- _WHAT TO DO_
(1) Answer these about the text on the house and mortgage:
(a) In Scenario 1, how long does she agree to keep the mortgage in her name?
(b) In Scenario 2, at what share of the equity does the wife want to be bought out?
(c) In Scenario 2, who carries the mortgage while the house is being rehabbed?
(2) Carry the text on the house and mortgage forward from its last sentence.

- _PAGE_
>> BEGIN

How long is she willing to keep the mortgage in her name? What is your long-term plan - to buy her out or to sell the house once it's finished? How you handle things differs depending on your plan.

For instance:
Scenario 1) She agrees to keep the mortgage in her name for two years, and to quitclaim the property to you FOR NO MONEY once you are able to refinance it into your name. You plan to keep the house long-term. Will you be in a position to refinance in 2 years? If interest rates have risen considerably, will you still be able to afford the house at an 8% or 10% interest rate? Is your personal credit rating decent, or crummy? If you spend $20,000 to rehab the house, you might end up with 30 or 35k after selling it, IF she gives up her interest in the house.

Scenario 2) Wife agrees to keep her name on the mortgage and deed but wants to be bought out in two years at 50% of the equity. You spend $20,000 rehabbing the house, room mates carry the mortgage for you. In two years house is worth 200k, you have to come up with $32,500 to buy her out. However, since you had to spend $20k to rehab, and would have to pay realtors fees if you did sell it, you really end up with - zero profit.

>> END

- _DATA LISTING_
>> BEGIN

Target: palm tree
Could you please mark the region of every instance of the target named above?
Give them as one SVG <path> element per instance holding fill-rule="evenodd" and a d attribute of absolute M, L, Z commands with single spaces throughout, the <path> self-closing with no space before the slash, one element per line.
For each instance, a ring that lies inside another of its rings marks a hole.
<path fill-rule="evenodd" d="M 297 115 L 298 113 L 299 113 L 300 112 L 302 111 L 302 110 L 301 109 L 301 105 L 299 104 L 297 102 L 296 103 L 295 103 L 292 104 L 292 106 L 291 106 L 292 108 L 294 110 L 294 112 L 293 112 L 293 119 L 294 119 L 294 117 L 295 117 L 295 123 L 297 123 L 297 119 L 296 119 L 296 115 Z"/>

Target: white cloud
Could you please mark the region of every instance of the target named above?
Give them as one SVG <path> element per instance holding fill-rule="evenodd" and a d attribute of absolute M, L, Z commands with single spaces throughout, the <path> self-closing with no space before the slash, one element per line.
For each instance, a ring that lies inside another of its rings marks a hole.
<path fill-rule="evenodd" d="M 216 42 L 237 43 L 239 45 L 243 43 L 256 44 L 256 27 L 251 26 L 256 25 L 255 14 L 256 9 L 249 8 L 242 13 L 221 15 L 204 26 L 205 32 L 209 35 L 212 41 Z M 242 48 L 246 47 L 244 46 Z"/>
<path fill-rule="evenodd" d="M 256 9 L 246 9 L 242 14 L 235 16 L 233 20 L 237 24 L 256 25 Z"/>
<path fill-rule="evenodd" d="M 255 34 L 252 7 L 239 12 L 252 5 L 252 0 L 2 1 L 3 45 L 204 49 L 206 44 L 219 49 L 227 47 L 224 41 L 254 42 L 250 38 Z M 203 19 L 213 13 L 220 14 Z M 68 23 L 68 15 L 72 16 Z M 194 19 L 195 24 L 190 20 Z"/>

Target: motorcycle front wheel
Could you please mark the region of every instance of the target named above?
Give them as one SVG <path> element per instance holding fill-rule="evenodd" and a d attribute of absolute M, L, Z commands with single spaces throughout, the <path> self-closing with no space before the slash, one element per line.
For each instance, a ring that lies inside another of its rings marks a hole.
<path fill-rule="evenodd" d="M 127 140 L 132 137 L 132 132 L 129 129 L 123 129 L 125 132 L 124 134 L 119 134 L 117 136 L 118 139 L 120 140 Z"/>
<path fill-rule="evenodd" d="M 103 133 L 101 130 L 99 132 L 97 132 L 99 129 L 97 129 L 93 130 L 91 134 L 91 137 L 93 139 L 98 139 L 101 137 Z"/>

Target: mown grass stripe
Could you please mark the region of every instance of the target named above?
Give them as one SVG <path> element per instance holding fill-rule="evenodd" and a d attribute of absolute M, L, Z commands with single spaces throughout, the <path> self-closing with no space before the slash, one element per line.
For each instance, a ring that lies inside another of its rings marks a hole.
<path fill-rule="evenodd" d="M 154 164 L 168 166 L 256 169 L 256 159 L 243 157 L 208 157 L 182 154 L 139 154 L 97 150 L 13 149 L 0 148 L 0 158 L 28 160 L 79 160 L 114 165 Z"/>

>> END

- _RESPONSES TO THE TASKS_
(1)
(a) Two years.
(b) 50% of the equity.
(c) Room mates.

(2)
Scenario 3) Wife agrees to keep her name on the mortgage for two years, then wants to be bought out at 1/2 of the current (today)equity = $15k. You spend 20k rehabbing and in two years the house is worth 200k. (Values are not projected to go up). After you pay her 15k, your actual profit is 50k - minus 20k invested in rehab = 30k minus costs of selling approx 15k = 15k. That's a whole lot of work for MAYBE 15k. And as someone who just paid 25k last years for a bathroom leak-mold-damage-stripped to studs-new sewer line needed disaster, let me remind you that Murphy's law holds especially true for home remodeling. Will you be able to handle it if you need a new roof, or major plumbing repair, or similar expenses? Is this house relatively new and just in need of cosmetic work, or is it 1960's or older and ripe for major unexpected repairs? Are you experienced at doing this kind of work yourself, or are you expecting to hire it out?

I speak as someone who has earned considerable sweat equity on homes in the past, and has laid tile, built kitchen cabinets out of a flat pack, etc. You CAN earn sweat equity sometimes but it's way harder than most people think - and if you have poor interior decorating taste, you can spend plenty and get NO return on your money.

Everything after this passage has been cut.